[Entries from a point labeling set]
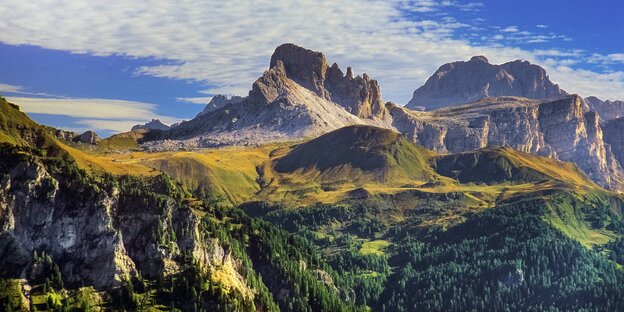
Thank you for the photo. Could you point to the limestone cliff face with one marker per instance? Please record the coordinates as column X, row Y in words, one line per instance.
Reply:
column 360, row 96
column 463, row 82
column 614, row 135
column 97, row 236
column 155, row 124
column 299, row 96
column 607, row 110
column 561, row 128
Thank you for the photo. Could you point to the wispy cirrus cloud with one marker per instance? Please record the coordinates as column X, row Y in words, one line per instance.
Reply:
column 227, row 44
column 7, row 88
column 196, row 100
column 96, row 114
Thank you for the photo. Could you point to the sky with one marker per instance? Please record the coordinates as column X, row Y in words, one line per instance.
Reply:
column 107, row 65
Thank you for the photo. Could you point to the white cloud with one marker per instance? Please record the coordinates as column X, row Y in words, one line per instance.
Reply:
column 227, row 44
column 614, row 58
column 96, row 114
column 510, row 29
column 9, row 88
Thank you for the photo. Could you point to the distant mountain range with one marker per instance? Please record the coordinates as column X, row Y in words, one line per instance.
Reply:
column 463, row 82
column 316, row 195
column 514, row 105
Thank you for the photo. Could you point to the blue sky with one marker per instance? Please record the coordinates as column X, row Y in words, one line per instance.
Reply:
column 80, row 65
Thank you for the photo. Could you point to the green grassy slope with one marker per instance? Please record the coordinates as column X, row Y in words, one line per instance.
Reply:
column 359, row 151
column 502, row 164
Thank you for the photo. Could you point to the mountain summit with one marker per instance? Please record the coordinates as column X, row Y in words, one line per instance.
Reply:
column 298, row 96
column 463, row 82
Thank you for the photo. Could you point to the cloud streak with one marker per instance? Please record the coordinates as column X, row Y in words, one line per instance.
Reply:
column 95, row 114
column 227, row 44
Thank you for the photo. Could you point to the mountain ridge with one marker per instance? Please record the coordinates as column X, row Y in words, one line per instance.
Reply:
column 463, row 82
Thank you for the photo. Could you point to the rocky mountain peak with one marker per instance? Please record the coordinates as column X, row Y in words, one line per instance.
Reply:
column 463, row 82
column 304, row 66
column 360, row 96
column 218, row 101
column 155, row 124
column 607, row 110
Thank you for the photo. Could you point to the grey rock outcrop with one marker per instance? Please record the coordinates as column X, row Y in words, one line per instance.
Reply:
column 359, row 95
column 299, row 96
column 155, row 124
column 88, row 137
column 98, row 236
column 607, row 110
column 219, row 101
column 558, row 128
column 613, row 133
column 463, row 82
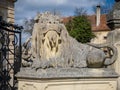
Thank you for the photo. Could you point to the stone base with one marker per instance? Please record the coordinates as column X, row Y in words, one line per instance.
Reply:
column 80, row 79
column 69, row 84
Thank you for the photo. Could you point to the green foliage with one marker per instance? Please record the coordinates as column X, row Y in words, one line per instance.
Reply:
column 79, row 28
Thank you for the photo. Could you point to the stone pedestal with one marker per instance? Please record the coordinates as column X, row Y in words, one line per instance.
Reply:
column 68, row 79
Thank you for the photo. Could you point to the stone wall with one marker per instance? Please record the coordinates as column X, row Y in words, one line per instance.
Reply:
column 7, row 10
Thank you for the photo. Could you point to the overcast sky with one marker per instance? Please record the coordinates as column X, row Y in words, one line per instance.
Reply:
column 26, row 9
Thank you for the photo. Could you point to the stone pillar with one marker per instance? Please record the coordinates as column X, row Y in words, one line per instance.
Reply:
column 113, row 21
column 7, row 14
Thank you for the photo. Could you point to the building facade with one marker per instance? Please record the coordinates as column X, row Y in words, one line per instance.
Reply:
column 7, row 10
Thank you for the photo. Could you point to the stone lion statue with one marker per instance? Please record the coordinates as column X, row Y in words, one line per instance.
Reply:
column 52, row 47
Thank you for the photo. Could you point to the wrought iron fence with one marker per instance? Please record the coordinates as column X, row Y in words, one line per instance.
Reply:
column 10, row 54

---

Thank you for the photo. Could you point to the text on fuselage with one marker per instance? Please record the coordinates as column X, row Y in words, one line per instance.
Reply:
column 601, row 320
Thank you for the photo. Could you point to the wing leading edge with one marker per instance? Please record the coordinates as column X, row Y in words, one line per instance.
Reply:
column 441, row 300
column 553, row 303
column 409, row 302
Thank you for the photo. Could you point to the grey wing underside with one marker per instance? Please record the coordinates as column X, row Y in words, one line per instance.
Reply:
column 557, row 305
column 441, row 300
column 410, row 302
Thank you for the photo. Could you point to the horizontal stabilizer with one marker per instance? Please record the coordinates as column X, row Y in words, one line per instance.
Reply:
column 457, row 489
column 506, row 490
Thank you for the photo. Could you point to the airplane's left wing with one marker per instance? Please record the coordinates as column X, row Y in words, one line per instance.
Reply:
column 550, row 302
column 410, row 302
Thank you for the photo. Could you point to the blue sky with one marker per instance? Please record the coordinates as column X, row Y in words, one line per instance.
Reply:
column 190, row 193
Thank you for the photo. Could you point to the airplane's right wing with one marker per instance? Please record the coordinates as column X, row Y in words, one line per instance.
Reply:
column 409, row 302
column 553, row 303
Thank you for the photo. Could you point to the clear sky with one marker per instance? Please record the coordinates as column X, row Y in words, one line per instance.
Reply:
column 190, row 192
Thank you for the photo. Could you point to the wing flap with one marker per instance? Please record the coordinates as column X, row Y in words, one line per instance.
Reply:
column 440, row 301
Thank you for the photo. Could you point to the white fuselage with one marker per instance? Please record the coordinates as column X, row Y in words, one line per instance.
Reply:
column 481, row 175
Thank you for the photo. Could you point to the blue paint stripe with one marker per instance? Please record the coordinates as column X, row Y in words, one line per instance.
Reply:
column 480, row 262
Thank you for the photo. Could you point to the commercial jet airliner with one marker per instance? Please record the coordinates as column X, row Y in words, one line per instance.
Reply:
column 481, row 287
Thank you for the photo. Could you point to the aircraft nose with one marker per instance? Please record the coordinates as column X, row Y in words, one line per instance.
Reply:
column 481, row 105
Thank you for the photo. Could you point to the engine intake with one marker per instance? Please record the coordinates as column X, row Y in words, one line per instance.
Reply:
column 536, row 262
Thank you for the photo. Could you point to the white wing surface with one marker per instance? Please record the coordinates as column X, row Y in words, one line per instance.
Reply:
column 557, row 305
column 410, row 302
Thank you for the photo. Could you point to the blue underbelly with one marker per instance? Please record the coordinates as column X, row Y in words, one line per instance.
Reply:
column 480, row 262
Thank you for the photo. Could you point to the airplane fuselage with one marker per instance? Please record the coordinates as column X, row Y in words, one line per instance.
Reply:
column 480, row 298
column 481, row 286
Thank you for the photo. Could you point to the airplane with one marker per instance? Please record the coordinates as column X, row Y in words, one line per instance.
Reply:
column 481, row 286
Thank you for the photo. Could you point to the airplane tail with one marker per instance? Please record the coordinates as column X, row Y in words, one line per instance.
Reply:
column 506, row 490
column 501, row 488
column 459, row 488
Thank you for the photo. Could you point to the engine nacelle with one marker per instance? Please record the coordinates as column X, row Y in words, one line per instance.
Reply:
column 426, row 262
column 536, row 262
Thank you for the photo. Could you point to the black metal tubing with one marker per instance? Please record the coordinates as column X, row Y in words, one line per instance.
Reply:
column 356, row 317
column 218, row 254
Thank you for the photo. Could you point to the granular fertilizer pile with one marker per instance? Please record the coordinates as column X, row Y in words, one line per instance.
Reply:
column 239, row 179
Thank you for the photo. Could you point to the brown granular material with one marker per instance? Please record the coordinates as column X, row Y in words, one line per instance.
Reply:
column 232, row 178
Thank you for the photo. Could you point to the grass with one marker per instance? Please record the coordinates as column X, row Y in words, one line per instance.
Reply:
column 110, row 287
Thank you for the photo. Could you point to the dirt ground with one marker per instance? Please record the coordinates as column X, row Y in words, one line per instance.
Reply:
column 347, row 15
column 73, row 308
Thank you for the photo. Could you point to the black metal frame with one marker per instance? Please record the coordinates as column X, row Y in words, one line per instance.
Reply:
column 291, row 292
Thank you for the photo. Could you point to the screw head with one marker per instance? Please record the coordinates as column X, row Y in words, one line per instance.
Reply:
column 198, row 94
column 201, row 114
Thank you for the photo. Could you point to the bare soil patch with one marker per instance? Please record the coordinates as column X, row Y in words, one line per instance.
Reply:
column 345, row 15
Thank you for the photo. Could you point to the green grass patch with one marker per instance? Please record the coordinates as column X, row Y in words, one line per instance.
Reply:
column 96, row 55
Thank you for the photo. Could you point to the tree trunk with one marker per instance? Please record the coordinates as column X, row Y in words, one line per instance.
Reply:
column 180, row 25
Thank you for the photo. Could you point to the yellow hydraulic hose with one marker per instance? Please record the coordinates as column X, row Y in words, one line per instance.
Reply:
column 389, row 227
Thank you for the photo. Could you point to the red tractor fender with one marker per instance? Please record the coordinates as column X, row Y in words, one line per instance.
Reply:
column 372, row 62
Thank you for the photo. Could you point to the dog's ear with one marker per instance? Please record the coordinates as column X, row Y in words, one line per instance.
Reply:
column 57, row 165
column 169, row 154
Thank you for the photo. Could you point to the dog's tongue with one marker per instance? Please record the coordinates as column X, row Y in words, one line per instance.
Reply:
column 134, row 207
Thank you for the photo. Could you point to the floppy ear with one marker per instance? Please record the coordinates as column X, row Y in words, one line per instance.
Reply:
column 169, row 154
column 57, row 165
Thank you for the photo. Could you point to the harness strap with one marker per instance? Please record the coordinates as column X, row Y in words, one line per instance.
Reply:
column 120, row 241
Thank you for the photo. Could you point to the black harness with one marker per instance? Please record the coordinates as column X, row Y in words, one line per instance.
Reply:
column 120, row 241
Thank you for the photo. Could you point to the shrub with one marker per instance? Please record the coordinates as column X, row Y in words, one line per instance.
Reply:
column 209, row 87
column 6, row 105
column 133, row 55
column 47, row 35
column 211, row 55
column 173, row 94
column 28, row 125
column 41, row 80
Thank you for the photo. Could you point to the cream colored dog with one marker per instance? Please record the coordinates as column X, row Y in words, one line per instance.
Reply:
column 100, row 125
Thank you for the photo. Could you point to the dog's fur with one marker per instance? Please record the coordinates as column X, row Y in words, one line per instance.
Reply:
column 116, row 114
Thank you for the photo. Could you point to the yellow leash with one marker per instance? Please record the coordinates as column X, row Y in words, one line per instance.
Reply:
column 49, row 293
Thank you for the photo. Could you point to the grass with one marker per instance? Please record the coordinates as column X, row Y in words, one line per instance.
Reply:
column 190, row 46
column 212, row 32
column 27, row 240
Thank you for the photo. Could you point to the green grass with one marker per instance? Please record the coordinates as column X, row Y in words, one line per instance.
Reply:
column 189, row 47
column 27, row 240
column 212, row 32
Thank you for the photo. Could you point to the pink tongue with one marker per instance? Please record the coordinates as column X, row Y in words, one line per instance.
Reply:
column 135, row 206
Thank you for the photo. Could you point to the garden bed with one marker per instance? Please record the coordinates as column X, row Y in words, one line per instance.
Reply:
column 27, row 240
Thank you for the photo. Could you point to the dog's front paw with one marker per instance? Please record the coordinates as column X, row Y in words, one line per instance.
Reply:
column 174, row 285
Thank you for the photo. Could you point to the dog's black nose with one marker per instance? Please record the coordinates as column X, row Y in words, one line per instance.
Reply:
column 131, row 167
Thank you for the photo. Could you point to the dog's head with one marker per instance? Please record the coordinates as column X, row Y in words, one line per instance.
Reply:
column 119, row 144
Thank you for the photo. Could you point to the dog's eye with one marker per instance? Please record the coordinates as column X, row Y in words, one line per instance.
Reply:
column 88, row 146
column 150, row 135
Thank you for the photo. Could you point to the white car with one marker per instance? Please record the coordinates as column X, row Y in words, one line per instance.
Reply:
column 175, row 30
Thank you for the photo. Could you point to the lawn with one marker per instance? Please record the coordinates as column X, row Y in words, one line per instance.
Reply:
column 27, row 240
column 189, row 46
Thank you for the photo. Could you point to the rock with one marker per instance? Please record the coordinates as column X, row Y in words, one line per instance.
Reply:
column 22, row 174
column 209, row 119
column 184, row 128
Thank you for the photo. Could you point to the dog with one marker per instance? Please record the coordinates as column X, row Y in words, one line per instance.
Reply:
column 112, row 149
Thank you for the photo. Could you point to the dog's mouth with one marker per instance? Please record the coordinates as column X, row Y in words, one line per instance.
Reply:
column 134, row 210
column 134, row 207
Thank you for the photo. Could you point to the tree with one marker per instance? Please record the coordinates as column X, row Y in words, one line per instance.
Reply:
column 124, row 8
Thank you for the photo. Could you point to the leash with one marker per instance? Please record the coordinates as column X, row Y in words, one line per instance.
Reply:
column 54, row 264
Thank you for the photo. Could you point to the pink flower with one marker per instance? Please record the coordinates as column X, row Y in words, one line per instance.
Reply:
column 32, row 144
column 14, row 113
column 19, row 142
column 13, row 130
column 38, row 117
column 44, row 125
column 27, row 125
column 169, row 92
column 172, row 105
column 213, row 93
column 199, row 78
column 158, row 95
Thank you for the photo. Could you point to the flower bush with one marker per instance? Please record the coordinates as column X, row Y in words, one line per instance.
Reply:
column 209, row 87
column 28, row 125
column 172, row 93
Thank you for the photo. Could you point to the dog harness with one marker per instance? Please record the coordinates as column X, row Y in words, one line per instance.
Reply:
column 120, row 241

What is asked
Rewrite the entries above between the lines holding "the dog's front" and "column 112, row 149", inclusive, as a two-column CSV with the headers entry_text and answer. Give each entry its own row, with its text and its answer each in a single quoted field and line breaks replaced by spaces.

Result below
entry_text,answer
"Thank you for the photo. Could you point to the dog's front paw with one marker per instance? Please record the coordinates as column X, row Y in words, one line per instance. Reply:","column 174, row 285"
"Thank you for the photo. Could you point to the dog's black nose with one marker per instance? Please record the coordinates as column X, row Y in words, one line per instance. Reply:","column 131, row 167"
"Thank you for the photo. Could you point to the dog's head with one marker per instance? Please record the coordinates as column X, row Y in words, one line per instance. Reply:","column 119, row 144"
"Thank you for the photo. Could you point to the dog's eye with one marker per instance? Please record the coordinates as column X, row Y in words, one line per instance. Reply:","column 88, row 146 column 150, row 135"
"Thank you for the photo. Could you point to the white car with one marker per instance? Please record the coordinates as column X, row Y in words, one line per instance. Reply:","column 175, row 30"
"Thank you for the photo. Could you point to the lawn with one marker per instance? Please record the coordinates as column X, row Y in words, one line per instance. Reply:","column 27, row 240 column 189, row 46"
"Thank you for the photo. Could you point to the rock with one marker per instance? Please record the coordinates as column X, row Y in words, one line per instance. Reply:","column 22, row 174 column 209, row 119 column 184, row 128"
"Thank you for the photo. Could you point to the dog with one marker per instance? Please record the coordinates as column X, row Y in words, one line per instance. Reply:","column 112, row 149"